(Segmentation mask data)
....
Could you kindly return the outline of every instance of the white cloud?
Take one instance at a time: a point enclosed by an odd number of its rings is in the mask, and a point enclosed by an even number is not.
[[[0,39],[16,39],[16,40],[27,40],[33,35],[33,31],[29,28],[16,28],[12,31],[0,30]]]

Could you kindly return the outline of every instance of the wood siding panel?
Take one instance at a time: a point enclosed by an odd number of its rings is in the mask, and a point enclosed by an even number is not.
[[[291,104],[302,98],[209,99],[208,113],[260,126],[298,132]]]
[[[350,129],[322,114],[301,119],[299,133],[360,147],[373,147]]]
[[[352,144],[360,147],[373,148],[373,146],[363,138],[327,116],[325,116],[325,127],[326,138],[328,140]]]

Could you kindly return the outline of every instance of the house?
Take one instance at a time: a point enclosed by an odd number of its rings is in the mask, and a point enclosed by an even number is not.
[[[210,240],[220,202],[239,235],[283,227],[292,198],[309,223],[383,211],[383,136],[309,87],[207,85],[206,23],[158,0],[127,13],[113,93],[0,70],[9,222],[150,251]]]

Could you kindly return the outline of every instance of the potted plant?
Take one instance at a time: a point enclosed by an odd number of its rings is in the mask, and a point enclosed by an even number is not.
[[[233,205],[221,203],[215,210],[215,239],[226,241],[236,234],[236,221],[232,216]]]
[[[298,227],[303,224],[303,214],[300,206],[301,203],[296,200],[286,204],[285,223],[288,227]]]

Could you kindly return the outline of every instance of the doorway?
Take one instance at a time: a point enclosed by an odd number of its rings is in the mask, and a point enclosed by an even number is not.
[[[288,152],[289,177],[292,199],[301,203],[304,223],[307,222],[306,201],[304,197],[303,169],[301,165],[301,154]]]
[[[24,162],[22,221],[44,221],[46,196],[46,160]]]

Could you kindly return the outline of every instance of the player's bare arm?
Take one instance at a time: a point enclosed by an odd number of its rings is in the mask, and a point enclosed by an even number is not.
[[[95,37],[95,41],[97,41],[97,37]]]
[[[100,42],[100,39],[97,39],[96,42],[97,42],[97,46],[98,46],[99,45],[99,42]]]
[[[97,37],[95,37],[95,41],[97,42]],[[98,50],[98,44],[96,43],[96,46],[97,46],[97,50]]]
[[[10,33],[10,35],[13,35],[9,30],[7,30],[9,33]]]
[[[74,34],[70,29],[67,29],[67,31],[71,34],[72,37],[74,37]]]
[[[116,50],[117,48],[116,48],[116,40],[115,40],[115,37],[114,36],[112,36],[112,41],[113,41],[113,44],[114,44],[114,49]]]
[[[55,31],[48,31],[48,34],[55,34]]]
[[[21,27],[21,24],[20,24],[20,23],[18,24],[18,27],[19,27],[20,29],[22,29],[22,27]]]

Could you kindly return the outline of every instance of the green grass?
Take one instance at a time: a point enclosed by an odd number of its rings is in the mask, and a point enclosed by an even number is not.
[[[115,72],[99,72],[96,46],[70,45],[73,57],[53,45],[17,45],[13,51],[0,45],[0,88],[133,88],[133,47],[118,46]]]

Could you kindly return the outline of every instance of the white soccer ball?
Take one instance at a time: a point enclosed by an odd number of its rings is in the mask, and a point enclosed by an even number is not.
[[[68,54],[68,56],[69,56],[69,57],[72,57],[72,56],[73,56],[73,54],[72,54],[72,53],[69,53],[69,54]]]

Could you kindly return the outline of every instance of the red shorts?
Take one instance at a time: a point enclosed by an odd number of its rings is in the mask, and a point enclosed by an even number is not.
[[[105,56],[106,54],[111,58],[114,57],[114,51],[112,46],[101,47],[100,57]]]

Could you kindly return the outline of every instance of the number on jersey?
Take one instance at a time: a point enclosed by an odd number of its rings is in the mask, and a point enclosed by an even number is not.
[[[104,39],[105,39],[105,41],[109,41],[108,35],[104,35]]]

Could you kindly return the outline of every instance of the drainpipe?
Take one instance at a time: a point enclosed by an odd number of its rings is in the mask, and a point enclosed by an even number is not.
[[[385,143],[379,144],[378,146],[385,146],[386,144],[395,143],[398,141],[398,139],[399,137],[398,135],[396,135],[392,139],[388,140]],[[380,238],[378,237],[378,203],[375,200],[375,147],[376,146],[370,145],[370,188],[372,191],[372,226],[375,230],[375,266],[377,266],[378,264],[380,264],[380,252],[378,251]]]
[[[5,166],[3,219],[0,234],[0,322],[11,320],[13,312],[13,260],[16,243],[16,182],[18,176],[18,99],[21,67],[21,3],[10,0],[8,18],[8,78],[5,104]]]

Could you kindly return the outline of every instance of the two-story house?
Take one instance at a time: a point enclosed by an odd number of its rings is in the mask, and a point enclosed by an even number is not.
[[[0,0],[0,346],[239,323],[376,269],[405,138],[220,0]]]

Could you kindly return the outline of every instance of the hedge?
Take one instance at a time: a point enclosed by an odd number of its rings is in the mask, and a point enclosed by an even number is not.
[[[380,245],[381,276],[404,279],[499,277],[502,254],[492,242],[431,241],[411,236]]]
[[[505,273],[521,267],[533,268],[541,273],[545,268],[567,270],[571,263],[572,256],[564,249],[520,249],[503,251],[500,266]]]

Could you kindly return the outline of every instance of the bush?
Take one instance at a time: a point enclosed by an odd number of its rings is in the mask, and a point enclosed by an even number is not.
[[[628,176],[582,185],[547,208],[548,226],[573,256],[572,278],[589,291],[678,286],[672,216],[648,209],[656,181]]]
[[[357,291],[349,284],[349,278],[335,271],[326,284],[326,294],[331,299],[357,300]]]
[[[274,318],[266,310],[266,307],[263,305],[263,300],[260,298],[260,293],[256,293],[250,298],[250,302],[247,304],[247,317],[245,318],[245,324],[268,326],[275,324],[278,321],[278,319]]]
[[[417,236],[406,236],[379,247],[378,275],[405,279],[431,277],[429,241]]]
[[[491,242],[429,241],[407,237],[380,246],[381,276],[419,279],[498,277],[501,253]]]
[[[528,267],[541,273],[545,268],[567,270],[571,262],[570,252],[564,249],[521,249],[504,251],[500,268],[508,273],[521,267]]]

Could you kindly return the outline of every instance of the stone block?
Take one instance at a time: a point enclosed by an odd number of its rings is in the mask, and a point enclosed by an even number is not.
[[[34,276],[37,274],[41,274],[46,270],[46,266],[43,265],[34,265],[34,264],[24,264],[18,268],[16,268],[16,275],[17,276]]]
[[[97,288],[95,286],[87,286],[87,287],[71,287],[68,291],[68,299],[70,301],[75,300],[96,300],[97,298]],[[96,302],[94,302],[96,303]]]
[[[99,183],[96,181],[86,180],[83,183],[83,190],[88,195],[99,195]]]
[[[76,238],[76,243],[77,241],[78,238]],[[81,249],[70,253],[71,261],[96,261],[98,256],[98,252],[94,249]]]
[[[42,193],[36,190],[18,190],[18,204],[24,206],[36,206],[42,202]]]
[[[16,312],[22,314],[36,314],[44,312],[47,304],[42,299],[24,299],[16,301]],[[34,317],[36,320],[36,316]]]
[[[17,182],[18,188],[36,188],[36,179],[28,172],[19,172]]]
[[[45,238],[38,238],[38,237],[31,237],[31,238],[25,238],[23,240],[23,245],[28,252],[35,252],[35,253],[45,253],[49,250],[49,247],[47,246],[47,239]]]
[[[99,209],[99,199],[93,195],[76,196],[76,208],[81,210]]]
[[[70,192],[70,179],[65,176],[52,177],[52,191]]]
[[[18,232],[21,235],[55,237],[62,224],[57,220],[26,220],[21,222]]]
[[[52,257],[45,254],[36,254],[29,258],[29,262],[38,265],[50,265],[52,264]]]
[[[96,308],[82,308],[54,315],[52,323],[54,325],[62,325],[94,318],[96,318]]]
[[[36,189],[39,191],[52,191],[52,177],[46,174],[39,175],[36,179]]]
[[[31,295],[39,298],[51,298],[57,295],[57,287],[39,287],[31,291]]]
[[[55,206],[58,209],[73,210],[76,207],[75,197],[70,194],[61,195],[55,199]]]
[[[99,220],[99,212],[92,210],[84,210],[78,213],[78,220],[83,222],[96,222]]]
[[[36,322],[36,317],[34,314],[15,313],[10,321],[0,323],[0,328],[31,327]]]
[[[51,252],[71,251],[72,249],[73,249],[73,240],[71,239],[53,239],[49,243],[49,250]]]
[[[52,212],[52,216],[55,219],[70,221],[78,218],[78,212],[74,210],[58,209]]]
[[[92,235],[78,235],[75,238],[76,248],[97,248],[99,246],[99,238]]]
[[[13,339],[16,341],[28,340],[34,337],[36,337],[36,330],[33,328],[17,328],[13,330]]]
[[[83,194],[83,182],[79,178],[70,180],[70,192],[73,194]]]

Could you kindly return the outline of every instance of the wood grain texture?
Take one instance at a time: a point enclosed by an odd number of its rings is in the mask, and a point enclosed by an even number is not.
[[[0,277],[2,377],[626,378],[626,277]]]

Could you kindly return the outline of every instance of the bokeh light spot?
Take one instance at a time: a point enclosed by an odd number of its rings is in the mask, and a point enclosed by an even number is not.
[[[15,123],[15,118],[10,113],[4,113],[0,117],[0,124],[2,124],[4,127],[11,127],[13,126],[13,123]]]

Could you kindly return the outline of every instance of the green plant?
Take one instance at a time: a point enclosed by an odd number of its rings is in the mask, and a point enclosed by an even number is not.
....
- [Try it]:
The lines needed run from the first line of the data through the line containing "the potted plant?"; give them again exactly and nothing else.

- [Solution to this problem]:
Could you kindly return the outline of every instance of the white cloud?
Take one instance at a time: a point enclosed by an odd number of its rings is in the mask, and a point enclosed by an even number is not.
[[[0,39],[16,39],[16,40],[27,40],[33,35],[33,31],[29,28],[16,28],[12,31],[0,30]]]

Could you kindly return the outline of every instance of the wood siding panel?
Take one instance at a time: a point enclosed by an odd number of its rings is in the mask, and a point enclosed by an even number is not.
[[[291,104],[302,98],[209,99],[208,113],[260,126],[298,132]]]
[[[350,129],[322,114],[301,119],[299,133],[360,147],[373,147]]]
[[[352,144],[360,147],[373,148],[373,146],[363,138],[327,116],[325,116],[325,127],[326,138],[328,140]]]

Could you kindly return the outline of every instance of the house?
Take one instance at a time: a point enclosed by an odd number of its rings is in the mask, and a point enclosed by an even number is not.
[[[210,240],[220,202],[239,235],[283,227],[292,198],[309,223],[383,211],[383,136],[309,87],[207,85],[206,23],[158,0],[127,13],[113,93],[0,70],[9,222],[150,251]]]

Could you kindly return the outline of every instance of the potted plant?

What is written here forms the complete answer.